CHALLENGE 1 —
In the records, copy out word for word everything from the line with "Question. Locate the scaffolding" to the line with "x=620 y=358", including both of those lines.

SOURCE EXTRACT —
--- BEGIN ---

No one on my exact date  But the closest, one day of is Pekoe


----------



## tanuki (May 5, 2013)

Arigetti! May 17th!


----------



## WeiMoote (May 5, 2013)

Not sure for any New Leaf characters, but...

My birthday's sandwiched between Rosie's (The 27th of Feburary), and Coco (The 1st of March).


----------



## Punchyleaf (May 5, 2013)

Mallary, November 17th.
Only duck I liked until Kamomi appeared too, lol


----------



## Natalia's Leaves (May 5, 2013)

Whitney, September 17th. She's in my City Folk town right now!


----------



## LaughingDingo (May 5, 2013)

Poncho.


----------



## XenoVII (May 5, 2013)

My real B-day:
October 4, Goose


But I don't really care for him

Day before my real B-day:
October 3, Big Top

He was one of my favorite neighbors that wasn't a cat, dog, squirrel, or wolf

4 Days after my B-Day (And US release of AC:CF):
October 8, Kiki

One of my favorite neighbors next to Mitzi

On my fake B-day:
June 21, Sydney

She was pretty nice to me in AC:CF

No one on my fake B-day: December 23
I usually just use them for games and stuff


----------



## Odette (May 5, 2013)

Moose...


----------



## K.K. Guitar (May 5, 2013)

It's Bud! Funny, cause my sign is Leo and he's a lion!


----------



## Chameleonsoup (May 5, 2013)

Nobody! The closest is Biskit on 13th May.


----------



## PapaNer (May 5, 2013)

Kitt, the Kangaroo!  I never had a kangaroo.  Lol!


----------



## UnagiDon (May 5, 2013)

Jun - September 29th


----------



## Officer Berri (May 5, 2013)

I share my birthday with Sterling!






AW YEAH, EAGLES!


----------



## Juicebox (May 5, 2013)

I can't seem to get a villager that shares my birthday...

Stupid May 21st.


----------



## JLou (May 5, 2013)

No one shares my birthday (October 7th), but Kiki is the closest on the 8th.


----------



## Cevan (May 5, 2013)

Carlos, May 8th.


----------



## Kaijudomage (May 5, 2013)

I share my birthday with Francine, January 22nd.


----------



## the_bria (May 5, 2013)

yuka, july 20th.


----------



## oath2order (May 5, 2013)

Lolly, March 27


----------



## Volvagia (May 5, 2013)

Drake, June 25th.


----------



## Sakura0901 (May 5, 2013)

Tiffany shares mine....how I hate her...


----------



## Superpenguin (May 5, 2013)

Gabi - December 16th.

Out of all the penguins and wintry themed animals with their birthdays in December...I got stuck with Gabi. -.-


----------



## Dreamer (May 5, 2013)

Tammi the lemur! April 1st.


----------



## Aerio (May 5, 2013)

Fang, December 18th! c:


----------



## Craftyott (May 5, 2013)

--- END ---

DATA SHOWN —
--- BEGIN ---

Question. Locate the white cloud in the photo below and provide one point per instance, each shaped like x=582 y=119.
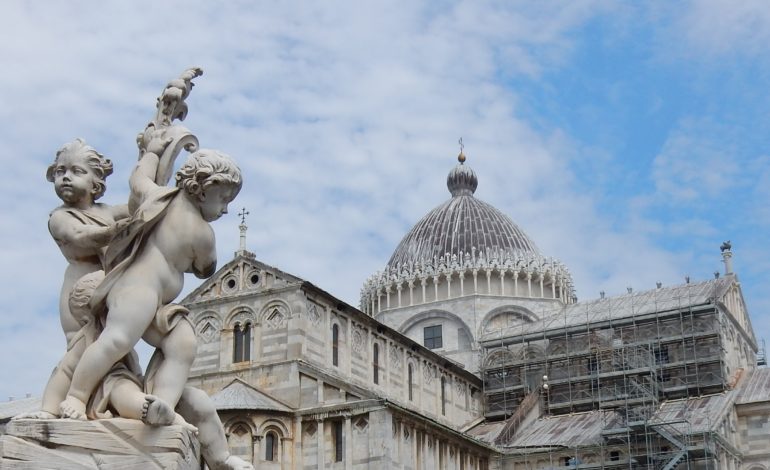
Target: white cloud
x=344 y=118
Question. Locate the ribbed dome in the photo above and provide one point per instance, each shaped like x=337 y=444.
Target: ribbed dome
x=461 y=225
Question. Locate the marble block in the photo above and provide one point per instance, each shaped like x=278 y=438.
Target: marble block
x=118 y=443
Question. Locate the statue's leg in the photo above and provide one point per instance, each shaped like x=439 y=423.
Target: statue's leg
x=130 y=312
x=61 y=377
x=178 y=347
x=198 y=409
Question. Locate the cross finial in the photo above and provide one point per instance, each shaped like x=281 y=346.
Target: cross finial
x=242 y=214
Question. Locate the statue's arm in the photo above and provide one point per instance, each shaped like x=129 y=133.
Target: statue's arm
x=205 y=253
x=120 y=211
x=68 y=230
x=142 y=181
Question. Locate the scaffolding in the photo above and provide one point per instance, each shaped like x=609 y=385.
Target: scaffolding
x=620 y=358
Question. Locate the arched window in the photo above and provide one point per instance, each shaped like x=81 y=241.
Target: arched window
x=335 y=345
x=242 y=342
x=270 y=446
x=443 y=396
x=410 y=381
x=376 y=362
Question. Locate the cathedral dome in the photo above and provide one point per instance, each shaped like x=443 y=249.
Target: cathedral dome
x=465 y=238
x=463 y=224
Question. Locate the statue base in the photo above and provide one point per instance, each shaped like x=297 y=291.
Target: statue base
x=117 y=443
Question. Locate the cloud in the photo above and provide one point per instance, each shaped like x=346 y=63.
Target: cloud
x=344 y=118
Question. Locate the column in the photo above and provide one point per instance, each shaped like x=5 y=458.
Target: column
x=256 y=448
x=348 y=444
x=349 y=343
x=320 y=444
x=285 y=453
x=297 y=460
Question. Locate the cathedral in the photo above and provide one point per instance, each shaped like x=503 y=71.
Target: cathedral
x=471 y=351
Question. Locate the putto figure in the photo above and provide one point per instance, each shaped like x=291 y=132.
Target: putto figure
x=144 y=257
x=167 y=236
x=82 y=229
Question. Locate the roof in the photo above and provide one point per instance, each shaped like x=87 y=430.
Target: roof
x=694 y=415
x=462 y=225
x=756 y=388
x=238 y=395
x=487 y=432
x=578 y=429
x=631 y=304
x=9 y=409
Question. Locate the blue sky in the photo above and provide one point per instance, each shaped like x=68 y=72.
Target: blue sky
x=628 y=140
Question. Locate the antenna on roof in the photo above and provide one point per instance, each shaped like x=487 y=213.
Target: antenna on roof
x=243 y=227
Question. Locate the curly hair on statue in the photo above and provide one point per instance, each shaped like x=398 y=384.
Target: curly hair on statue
x=102 y=167
x=205 y=168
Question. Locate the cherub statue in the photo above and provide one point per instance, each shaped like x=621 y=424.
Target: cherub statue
x=82 y=228
x=167 y=236
x=123 y=392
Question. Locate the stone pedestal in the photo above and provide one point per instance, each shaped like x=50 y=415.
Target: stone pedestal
x=125 y=444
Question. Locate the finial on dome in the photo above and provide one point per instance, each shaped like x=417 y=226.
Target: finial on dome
x=242 y=227
x=461 y=155
x=461 y=180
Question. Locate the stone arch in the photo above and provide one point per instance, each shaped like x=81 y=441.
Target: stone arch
x=275 y=314
x=240 y=437
x=450 y=318
x=274 y=425
x=531 y=351
x=498 y=357
x=505 y=316
x=240 y=315
x=230 y=424
x=208 y=326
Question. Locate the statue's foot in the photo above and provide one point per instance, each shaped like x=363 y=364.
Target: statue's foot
x=179 y=421
x=73 y=408
x=157 y=412
x=36 y=415
x=236 y=463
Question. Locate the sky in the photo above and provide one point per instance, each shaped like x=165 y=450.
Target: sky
x=627 y=139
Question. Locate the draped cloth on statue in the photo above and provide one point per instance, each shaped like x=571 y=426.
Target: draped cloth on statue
x=128 y=243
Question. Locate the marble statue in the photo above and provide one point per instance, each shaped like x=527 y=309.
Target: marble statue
x=82 y=229
x=126 y=267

--- END ---

CHALLENGE 2 —
Translate this sentence from the villager birthday thread into Spanish: "I share my birthday with Francine, January 22nd."

FULL ANSWER 1 —
Question. Locate the scaffolding in the photo above and provide one point per instance, each shaped like x=609 y=385.
Target: scaffolding
x=620 y=358

FULL ANSWER 2 —
Comparto mi cumpleaños con Francine, el 22 de enero.